(Records from a collection)
◆ ◆ ◆ ◆

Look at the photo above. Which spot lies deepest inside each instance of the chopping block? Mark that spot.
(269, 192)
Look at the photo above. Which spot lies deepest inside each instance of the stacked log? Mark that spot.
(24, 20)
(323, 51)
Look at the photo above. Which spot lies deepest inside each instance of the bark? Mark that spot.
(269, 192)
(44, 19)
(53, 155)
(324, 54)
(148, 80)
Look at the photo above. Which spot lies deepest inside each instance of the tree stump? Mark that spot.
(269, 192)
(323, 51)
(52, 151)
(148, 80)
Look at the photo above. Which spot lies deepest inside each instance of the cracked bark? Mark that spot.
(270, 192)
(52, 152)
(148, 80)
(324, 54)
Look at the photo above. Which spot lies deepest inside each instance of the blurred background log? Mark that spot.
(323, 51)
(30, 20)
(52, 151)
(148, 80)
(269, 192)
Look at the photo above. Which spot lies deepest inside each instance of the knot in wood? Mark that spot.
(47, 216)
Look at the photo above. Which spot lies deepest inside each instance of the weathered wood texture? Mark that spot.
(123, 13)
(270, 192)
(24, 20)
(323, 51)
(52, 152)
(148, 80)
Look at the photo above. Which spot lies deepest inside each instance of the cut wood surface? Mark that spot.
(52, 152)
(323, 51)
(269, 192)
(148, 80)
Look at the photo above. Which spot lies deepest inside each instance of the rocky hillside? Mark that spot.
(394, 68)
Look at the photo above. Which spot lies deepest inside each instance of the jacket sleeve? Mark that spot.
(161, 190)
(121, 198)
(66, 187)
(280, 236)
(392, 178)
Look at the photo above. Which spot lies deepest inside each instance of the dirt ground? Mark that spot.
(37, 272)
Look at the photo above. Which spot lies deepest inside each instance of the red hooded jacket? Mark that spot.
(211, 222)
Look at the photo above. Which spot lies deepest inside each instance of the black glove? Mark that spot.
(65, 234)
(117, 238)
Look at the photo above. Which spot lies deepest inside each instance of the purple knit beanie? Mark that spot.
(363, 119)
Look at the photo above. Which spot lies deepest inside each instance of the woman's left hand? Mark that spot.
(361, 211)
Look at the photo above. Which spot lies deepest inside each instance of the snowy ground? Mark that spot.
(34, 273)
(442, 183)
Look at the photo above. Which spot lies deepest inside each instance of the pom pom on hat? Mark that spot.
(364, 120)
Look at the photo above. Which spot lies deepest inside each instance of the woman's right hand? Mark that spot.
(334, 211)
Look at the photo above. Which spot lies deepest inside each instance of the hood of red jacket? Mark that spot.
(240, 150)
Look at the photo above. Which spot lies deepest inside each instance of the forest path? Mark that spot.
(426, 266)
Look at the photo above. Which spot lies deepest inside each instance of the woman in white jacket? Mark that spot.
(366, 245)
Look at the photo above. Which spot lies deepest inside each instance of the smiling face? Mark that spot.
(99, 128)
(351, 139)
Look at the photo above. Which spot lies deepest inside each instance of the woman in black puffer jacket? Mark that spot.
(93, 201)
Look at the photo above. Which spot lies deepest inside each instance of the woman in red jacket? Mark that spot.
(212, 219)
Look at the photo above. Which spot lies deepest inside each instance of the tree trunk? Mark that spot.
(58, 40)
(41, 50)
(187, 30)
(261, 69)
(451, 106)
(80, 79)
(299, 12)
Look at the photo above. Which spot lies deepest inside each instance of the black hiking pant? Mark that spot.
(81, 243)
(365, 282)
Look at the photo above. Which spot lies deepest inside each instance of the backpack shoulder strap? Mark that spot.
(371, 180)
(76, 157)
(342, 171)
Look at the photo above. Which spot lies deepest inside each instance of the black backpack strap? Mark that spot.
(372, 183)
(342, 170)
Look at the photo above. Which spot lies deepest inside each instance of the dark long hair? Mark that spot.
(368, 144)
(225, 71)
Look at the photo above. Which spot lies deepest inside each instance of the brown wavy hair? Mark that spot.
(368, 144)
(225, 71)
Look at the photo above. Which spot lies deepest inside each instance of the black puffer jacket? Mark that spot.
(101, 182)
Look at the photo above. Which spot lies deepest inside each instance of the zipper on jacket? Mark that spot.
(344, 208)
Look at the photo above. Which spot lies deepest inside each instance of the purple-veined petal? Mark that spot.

◆ ◆ ◆ ◆

Every record above needs to be restated exactly.

Look at the photo above. Which spot lies deepest inside each instance of the chopping block? Mark that spot.
(269, 192)
Look at the photo above. Which spot lies deepest inside each instance of the stacked log? Mark that spot.
(24, 20)
(323, 51)
Look at the photo above. Which spot lies deepest inside each instance of the bark? Mark that spot.
(269, 192)
(44, 19)
(53, 155)
(324, 54)
(148, 80)
Look at the photo above. Which spot lies deepest inside each instance of the tree stump? Mark that spot.
(269, 192)
(323, 51)
(52, 151)
(148, 80)
Look at the photo above. Which spot lies deepest inside each instance of the cracked bark? Mark that spot.
(270, 192)
(52, 152)
(148, 80)
(324, 54)
Look at the photo above. Which spot lies deepest inside each instance of the blurred background log? Mark that spot.
(323, 51)
(30, 20)
(52, 151)
(148, 80)
(269, 192)
Look at the photo above. Which spot lies deepest inside each instance of the knot in wood? Mark that spot.
(47, 216)
Look at the photo above. Which spot lies deepest inside each instance of the weathered wood texture? Mark that spot.
(123, 13)
(270, 192)
(24, 20)
(323, 51)
(52, 152)
(148, 80)
Look at the photo above. Which spot lies deepest inside each instance of the cut wood surface? Mark that spot.
(52, 152)
(323, 51)
(269, 192)
(148, 80)
Look at the photo above. Which spot lies deepest inside each instance of the rocky hillside? Mark that spot.
(394, 68)
Look at the photo above. Which spot lies deepest inside each instance of the jacket sleeve? Mark that spot.
(161, 190)
(121, 198)
(66, 187)
(280, 236)
(392, 178)
Look at the photo above. Which spot lies deepest inside each instance of the dirt ground? Mark that spot.
(37, 272)
Look at the photo above. Which spot lies deepest inside each instance of the red hooded jacket? Mark that spot.
(211, 222)
Look at the photo above. Which spot lies deepest inside each instance of the black glove? Mark that spot.
(65, 234)
(117, 238)
Look at the photo above. Which spot lies deepest inside each instance of the purple knit beanie? Mark that spot.
(363, 119)
Look at the photo above. Which spot lies deepest inside each instance of the woman's left hand? Mark that spot.
(361, 211)
Look at the photo above. Which spot lies deepest inside each instance of the snowy ground? Mark that spot.
(34, 273)
(442, 183)
Look at the photo above. Which spot lies deepest inside each instance of the pom pom on hat? Mark that spot.
(364, 120)
Look at the photo above. Which spot lies deepest inside each instance of the woman's right hand? Mark that spot.
(334, 211)
Look at the photo above. Which spot lies deepest inside each instance of the hood of red jacket? Mark that spot.
(240, 150)
Look at the photo above. Which spot lies deepest inside each instance of the forest path? Mark that spot.
(426, 266)
Look at the photo above. Which spot lies deepest inside each instance of the woman in white jacket? Mark that spot.
(366, 245)
Look at the photo above. Which spot lies deepest inside each instance of the smiling face? Mark that spot.
(99, 128)
(351, 139)
Look at the photo above. Which spot lies deepest inside each instance of the woman in black puffer jacket? Mark that spot.
(93, 201)
Look at the photo above. Which spot lies deepest inside each instance of the woman in red jacket? Mark that spot.
(212, 219)
Look at the photo above. Which spot lies deepest inside each instance of the tree trunk? Mark that spot.
(58, 40)
(41, 50)
(187, 30)
(261, 69)
(451, 106)
(80, 79)
(299, 12)
Look at the photo above. Which spot lies deepest inside each instance of the black hiking pant? Mark that spot.
(81, 243)
(365, 282)
Look at the photo above. Which spot lies deepest inside each instance of the backpack shoulder strap? Mark that spot.
(371, 180)
(76, 157)
(342, 171)
Look at the photo above. Which spot lies deepest inside each instance of the black backpack strap? Mark that spot.
(372, 183)
(342, 170)
Look at the photo above. Which spot lies deepest inside each instance of the dark long hair? Mark that spot.
(368, 144)
(225, 71)
Look at the photo above. Which spot lies deepest inside each instance of the brown wavy hair? Mark that spot.
(368, 144)
(225, 71)
Look at the photo above. Which spot lies deepest inside each instance of the black puffer jacket? Mark that spot.
(101, 182)
Look at the photo above. Which spot lies deepest inside each instance of the zipper on jacket? Mark that spot.
(344, 208)
Look at the photo above. Which spot lies deepest inside each instance of the purple-veined petal? Mark that spot.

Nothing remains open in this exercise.